Material shown.

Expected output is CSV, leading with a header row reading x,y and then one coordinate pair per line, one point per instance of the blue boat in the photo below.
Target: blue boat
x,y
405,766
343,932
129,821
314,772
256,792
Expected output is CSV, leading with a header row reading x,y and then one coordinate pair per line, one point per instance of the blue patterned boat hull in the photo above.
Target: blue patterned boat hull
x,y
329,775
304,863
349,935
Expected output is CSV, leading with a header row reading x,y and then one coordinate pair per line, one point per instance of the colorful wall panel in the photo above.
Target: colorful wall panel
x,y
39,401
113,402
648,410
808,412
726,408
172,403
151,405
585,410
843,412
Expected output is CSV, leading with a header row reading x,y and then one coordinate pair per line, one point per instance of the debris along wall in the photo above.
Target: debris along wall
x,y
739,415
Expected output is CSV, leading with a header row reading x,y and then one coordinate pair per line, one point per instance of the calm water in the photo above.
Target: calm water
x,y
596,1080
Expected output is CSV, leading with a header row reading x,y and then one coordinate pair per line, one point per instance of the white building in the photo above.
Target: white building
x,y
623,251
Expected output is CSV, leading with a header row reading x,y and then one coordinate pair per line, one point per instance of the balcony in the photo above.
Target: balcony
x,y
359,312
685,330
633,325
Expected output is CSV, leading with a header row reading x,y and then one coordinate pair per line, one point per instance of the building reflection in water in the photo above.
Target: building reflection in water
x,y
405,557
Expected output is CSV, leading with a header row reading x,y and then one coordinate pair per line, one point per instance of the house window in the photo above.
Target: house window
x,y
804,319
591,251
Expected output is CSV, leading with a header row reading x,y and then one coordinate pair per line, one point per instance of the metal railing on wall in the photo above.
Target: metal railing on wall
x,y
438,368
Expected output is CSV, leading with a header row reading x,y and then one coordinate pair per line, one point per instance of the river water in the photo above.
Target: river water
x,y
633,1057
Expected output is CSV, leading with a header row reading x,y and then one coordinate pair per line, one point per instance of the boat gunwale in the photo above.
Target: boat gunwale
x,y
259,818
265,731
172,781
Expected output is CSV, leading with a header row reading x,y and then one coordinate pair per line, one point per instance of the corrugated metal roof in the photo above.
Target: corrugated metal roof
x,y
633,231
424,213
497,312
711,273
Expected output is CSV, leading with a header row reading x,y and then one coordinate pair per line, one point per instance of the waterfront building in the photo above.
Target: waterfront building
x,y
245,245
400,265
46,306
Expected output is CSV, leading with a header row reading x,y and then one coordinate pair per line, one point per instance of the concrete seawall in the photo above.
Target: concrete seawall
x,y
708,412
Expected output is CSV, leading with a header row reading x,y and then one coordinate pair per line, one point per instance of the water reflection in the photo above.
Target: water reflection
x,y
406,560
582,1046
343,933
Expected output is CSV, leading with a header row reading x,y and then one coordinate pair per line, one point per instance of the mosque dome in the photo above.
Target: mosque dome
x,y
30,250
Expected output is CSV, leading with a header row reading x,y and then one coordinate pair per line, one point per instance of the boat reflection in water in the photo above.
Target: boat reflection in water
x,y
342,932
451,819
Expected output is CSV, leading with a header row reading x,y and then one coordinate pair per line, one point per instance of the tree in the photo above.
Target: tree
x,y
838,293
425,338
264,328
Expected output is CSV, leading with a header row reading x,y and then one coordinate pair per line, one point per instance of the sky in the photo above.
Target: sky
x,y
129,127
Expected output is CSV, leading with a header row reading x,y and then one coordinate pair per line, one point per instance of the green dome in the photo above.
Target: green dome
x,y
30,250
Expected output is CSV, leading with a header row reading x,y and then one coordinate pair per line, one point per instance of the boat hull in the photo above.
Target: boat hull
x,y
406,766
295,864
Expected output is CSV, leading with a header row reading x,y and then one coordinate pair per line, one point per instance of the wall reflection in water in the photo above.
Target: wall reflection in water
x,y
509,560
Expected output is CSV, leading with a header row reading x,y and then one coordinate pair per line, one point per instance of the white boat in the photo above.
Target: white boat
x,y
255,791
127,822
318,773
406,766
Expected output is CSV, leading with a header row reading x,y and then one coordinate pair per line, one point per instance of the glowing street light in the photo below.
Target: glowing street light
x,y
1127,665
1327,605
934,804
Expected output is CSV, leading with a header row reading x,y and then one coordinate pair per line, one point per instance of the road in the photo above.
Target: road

Problem requirements. Rewrite all the rows above with "coordinate pair" changed to "pair of coordinates" everywhere it appears, leaving everything else the same.

Answer for this exercise.
Expected output is CSV, leading with a header row reading x,y and then one pair of coordinates per line, one point per instance of the blue boat in the photo below.
Target: blue boat
x,y
405,766
343,932
129,821
314,772
256,792
Expected output is CSV, leading with a header row reading x,y and then one pair of coordinates per line, one point per instance of the blue patterned boat hull in the photo above.
Target: blue patterned boat hull
x,y
329,775
304,863
349,935
Expected output is CSV, leading with a header row reading x,y and then one pair of coordinates per line, one point per instance of the colorful wall panel in the photo above.
Target: colorful wall panel
x,y
39,401
113,402
648,410
808,412
726,408
172,403
151,405
585,410
843,412
Expected output is CSV, leading with a header row reading x,y and then one pair of coordinates per line, one point per instance of the debris along wall in the photo above.
Target: debris along wall
x,y
739,415
Expected output is CSV, leading with a header row reading x,y and then one pair of coordinates per line, one point per instance of the calm water in the photo above.
Target: calm water
x,y
596,1080
Expected output is CSV, leading with a header row reading x,y and then one pair of coordinates per line, one point per instance of the white building in the photo above.
Target: white building
x,y
623,251
Expected output is CSV, leading with a header row reading x,y and then one pair of coordinates per line, one point per instance of the balcony in the photo above.
Target: balcony
x,y
359,312
685,330
633,325
Expected output is CSV, leading with a header row reading x,y and then one pair of coordinates per line, one point per instance of the building reflection in water in the photo above.
Target: building reflection in water
x,y
405,557
Expected output is CSV, leading with a header row reading x,y and then one pair of coordinates per line, one point per instance of the house window in the photo above.
Target: house window
x,y
804,319
591,251
Expected output is CSV, leading with a header row reading x,y and then one pair of coordinates per line, one point per instance of the metal railing on wall in the photo above.
Target: metal railing on wall
x,y
438,368
Expected output is CSV, leading with a header row reading x,y and then one pair of coordinates per line, one point per instance of the river water in the photo above.
Target: river water
x,y
633,1057
Expected output is CSV, leading with a header row reading x,y and then one pair of coordinates per line, one point per instance of the boat gunwale in the photo above.
Target: boat gunwale
x,y
259,818
265,731
172,781
Expected output is CSV, leading with a header row reading x,y and then one pair of coordinates per line, one point per instance of the corrugated metal roof in the photo above.
Target: corrugated metal roof
x,y
633,231
424,213
497,312
711,273
Expected output is CSV, leading with a header row reading x,y and then one pair of coordinates per line, one point per instance of the waterfront building in the photo above.
Target: waterfront building
x,y
245,245
400,265
46,306
Expected output is CSV, leading with a header row reading x,y and then one pair of coordinates per line, one point per instance of the concrete seawall in the photo above.
Target: concrete seawall
x,y
708,412
Expected output is CSV, leading with a header row reading x,y and then one pair of coordinates per line, one point per instance of the water reflection in the photo above.
Target: water reflection
x,y
406,560
582,1046
343,933
Expected output is CSV, leading with a header row reading x,y and then one pair of coordinates per line, one point per instance of the mosque dome in the photo above.
Target: mosque dome
x,y
30,250
Expected output is CSV, leading with a header row reading x,y and then one pair of coordinates per line, one point per instance of the boat reflection in water in the photo above.
Target: boat reflection in water
x,y
342,932
451,819
Expected output is CSV, leading with a header row reading x,y and then one pair of coordinates per line, one point per instance of the tree in the photo above.
Target: tree
x,y
838,293
425,338
264,328
Expected output is CSV, leading with a header row reading x,y and then one pair of coordinates per line, one point per instance of the sky in the photo above.
Target: sky
x,y
129,127
Expected output is CSV, leading with a header row reading x,y and then one pair of coordinates per line, one point per instance of the green dome in the photo above.
Target: green dome
x,y
30,250
Expected output is CSV, leading with a header row reading x,y and then one pair of coordinates per line, one point per instance of the boat hull in the photo above.
Target: boat hull
x,y
406,766
295,864
Expected output is CSV, leading with a header row reading x,y and then one pair of coordinates per line, one point per instance of the wall reflection in water in the photo above.
Target: wall reflection in water
x,y
509,560
Expected output is CSV, leading with a header row reading x,y and then one pair of coordinates per line, one point per instance of the white boat in the photo above.
Target: white boat
x,y
255,791
127,822
318,773
406,766
Expected output is CSV, leading with a header row reading x,y and then one pair of coordinates per line, one point per instance of the glowing street light in the photo below.
Target: glowing street light
x,y
1127,665
1327,605
934,804
Expected output is CSV, leading with a header row reading x,y and then one pair of coordinates per line, one point per instance of the road in the photo above.
Target: road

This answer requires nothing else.